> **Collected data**
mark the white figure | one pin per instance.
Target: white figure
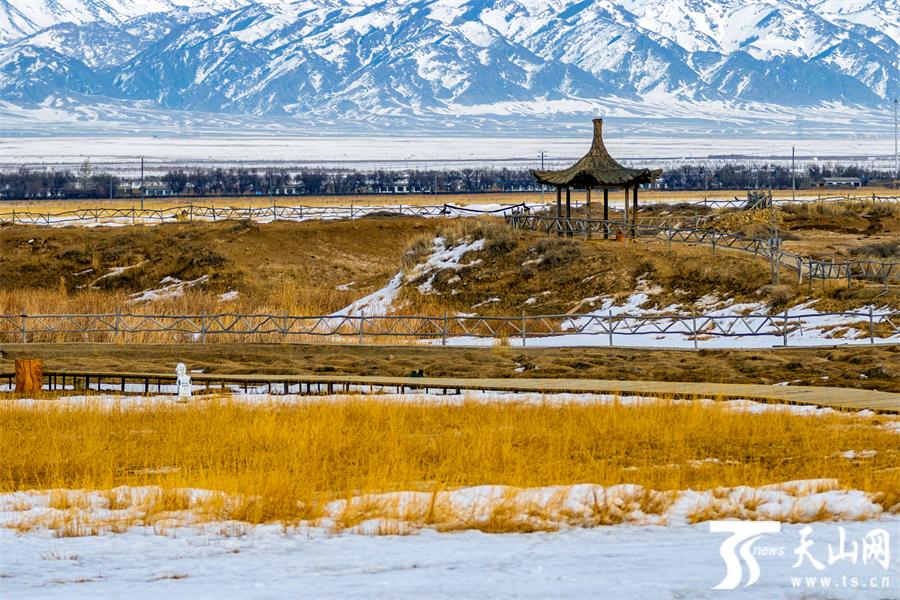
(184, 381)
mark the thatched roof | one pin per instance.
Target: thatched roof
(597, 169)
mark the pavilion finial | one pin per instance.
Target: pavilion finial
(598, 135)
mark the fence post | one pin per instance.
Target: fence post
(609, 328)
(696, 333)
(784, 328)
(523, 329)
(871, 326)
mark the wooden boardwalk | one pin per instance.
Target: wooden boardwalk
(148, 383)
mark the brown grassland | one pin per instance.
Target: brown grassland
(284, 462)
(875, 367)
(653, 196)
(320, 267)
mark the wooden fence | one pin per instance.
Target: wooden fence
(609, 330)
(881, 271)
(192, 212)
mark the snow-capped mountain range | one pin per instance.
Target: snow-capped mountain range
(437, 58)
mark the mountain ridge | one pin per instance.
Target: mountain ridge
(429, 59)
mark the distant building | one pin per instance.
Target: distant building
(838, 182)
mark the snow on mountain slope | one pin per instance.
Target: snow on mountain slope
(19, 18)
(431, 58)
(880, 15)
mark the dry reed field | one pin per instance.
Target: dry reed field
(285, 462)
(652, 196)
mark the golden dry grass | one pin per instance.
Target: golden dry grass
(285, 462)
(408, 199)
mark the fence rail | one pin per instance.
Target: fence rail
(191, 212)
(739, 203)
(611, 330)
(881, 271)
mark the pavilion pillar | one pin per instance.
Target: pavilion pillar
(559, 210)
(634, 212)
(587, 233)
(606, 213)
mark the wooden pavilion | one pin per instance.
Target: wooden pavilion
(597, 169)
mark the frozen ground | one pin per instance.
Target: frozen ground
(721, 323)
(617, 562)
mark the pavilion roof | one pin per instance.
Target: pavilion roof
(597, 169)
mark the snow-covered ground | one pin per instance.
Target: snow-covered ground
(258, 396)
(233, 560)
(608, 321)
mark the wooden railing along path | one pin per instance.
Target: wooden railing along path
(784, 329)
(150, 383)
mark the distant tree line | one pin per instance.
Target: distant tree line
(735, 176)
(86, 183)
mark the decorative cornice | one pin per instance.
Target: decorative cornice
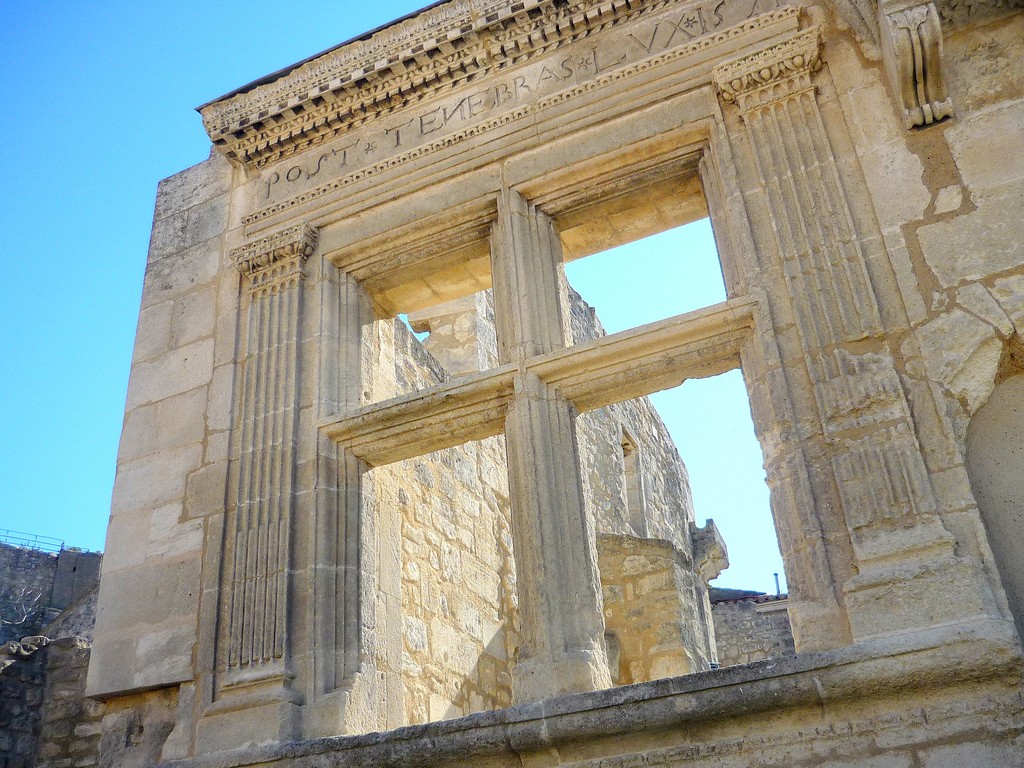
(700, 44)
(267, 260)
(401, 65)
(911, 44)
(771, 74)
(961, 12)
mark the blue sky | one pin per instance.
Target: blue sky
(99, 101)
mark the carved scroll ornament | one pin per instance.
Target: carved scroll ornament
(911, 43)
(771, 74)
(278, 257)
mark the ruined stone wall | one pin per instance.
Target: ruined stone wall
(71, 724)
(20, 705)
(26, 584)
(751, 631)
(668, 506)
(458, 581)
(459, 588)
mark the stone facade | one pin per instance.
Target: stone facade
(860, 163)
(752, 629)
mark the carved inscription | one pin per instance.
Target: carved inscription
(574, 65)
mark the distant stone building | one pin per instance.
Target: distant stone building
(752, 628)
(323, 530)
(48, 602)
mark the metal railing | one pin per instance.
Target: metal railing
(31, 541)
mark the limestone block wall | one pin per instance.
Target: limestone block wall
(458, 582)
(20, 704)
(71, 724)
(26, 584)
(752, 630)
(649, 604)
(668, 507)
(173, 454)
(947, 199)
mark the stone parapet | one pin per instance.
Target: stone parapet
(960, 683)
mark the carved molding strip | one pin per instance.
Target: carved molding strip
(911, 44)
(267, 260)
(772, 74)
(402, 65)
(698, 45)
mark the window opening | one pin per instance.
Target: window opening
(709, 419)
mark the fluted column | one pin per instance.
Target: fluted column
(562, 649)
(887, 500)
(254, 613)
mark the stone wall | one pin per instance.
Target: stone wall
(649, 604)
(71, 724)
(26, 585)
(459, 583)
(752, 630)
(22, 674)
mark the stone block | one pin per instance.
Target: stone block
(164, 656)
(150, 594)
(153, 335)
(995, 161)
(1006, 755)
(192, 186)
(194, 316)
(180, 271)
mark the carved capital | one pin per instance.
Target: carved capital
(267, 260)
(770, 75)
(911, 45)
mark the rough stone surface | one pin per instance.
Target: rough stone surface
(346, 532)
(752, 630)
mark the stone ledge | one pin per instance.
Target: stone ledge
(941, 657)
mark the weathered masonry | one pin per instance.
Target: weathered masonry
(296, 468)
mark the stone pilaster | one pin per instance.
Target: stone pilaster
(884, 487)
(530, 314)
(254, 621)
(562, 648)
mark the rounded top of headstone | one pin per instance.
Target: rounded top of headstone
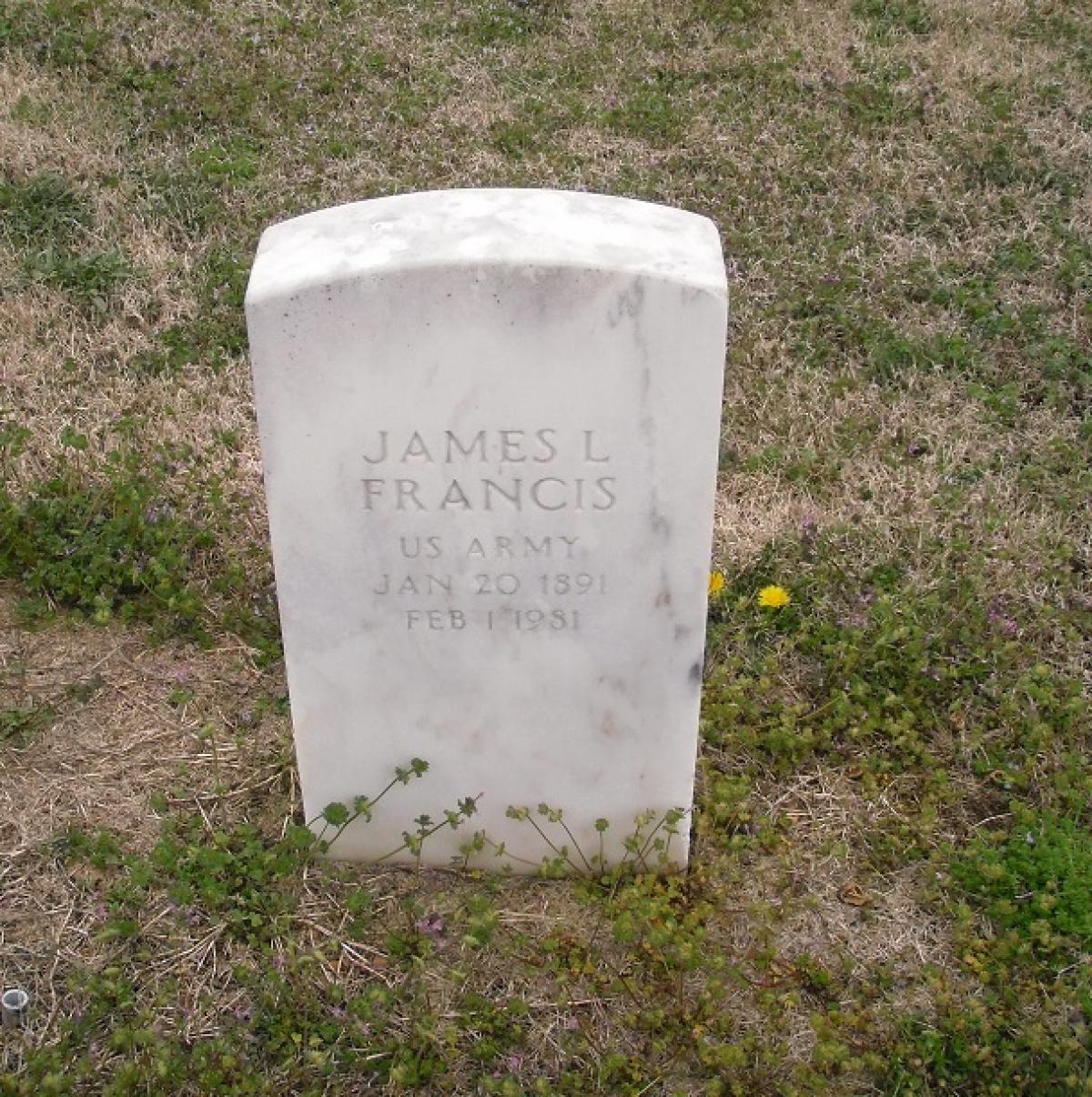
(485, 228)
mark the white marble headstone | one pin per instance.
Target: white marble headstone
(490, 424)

==

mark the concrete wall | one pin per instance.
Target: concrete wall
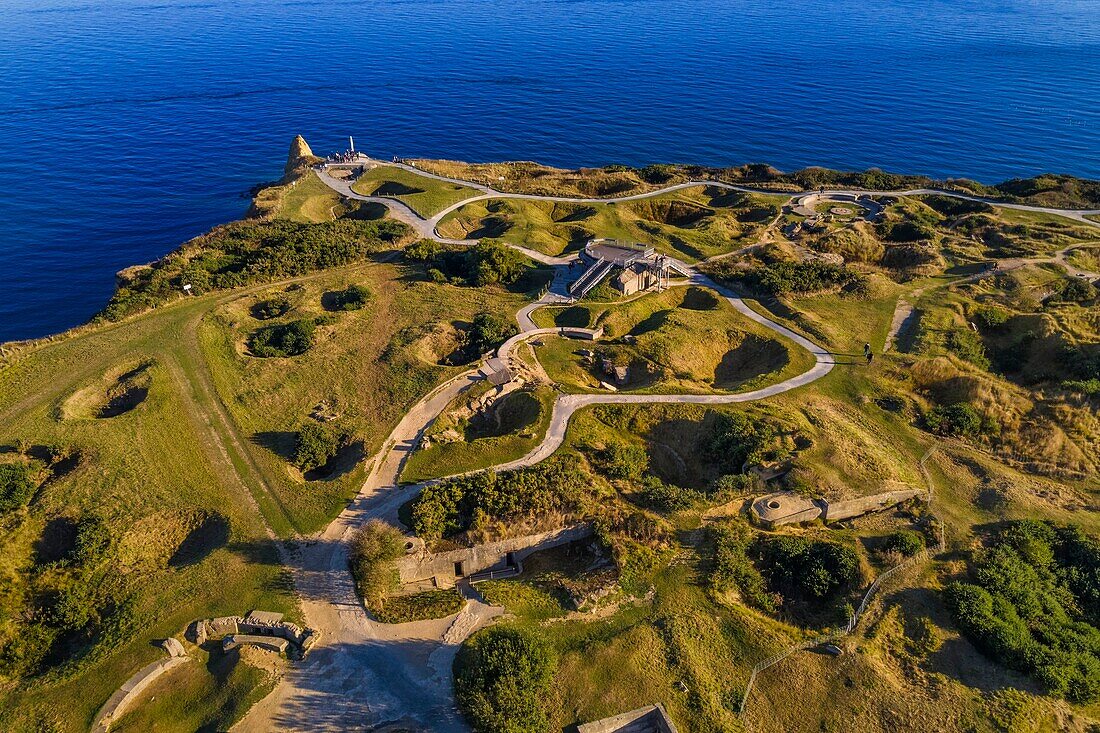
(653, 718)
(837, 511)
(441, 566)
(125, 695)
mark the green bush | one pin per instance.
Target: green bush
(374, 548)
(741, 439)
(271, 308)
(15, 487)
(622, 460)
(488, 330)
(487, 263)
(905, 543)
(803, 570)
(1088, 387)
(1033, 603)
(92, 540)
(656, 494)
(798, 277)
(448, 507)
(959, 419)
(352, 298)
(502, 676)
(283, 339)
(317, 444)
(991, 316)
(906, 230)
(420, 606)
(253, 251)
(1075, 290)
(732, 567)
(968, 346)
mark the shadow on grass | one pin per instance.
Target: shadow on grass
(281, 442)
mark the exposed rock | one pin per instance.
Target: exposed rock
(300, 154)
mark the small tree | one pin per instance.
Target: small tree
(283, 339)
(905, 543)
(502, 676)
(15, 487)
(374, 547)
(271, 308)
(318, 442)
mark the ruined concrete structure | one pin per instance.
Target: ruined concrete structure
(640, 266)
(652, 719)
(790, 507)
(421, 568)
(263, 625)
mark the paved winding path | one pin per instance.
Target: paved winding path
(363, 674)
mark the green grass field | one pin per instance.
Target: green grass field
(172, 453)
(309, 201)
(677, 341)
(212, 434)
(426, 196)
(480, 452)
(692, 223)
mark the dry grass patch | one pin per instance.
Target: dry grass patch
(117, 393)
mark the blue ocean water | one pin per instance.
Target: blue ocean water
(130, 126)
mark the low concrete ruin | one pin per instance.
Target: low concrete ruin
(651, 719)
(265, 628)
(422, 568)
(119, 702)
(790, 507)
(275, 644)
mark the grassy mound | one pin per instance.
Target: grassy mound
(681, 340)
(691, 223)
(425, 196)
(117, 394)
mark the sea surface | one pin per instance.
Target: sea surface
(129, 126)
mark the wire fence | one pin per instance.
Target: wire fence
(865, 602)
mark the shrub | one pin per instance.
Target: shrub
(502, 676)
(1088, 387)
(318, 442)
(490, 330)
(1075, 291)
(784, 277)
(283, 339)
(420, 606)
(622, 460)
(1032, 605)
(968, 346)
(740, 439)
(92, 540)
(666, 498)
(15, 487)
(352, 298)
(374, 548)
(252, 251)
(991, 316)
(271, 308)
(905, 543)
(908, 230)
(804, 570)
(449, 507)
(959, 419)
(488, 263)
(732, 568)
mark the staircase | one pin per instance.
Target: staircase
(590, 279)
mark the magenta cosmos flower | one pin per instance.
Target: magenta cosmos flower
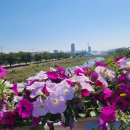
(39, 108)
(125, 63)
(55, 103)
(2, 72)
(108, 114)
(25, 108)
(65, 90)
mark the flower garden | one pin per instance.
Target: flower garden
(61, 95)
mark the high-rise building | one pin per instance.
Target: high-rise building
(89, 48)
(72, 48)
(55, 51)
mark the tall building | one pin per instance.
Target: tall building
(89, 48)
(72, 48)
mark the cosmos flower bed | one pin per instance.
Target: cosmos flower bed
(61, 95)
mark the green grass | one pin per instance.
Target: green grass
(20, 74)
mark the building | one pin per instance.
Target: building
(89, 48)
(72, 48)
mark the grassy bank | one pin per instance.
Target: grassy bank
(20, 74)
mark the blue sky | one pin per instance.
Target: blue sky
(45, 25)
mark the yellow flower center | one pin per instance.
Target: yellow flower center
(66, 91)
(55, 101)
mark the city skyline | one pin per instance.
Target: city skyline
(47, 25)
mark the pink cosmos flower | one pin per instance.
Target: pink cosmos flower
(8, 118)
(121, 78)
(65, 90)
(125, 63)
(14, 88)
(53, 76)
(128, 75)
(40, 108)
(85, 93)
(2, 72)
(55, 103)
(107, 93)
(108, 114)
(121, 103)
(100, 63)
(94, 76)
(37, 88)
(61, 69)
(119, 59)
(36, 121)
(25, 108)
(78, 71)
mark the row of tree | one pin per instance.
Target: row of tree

==

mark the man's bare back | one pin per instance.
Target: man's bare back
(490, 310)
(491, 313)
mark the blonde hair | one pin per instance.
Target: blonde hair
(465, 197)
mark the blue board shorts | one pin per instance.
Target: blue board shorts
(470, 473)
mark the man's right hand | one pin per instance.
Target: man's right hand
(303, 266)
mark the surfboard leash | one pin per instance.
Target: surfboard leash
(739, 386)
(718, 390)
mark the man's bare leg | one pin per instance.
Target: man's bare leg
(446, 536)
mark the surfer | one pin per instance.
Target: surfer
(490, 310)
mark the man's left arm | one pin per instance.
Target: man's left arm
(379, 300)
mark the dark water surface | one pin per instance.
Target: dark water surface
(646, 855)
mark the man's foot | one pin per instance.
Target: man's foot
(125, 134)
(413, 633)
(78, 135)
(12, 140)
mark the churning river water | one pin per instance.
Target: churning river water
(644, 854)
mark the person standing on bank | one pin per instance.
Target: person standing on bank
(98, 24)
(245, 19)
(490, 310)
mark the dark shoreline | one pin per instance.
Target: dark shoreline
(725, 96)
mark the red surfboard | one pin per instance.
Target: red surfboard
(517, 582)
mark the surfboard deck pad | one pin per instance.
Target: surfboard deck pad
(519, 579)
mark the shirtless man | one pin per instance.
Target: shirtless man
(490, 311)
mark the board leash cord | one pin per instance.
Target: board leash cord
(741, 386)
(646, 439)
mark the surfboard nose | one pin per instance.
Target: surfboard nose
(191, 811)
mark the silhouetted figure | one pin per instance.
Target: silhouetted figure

> **Challenge**
Count the lines in the data above that contain the word "left", matching case exactly, and reply with only that number.

> **Task response**
2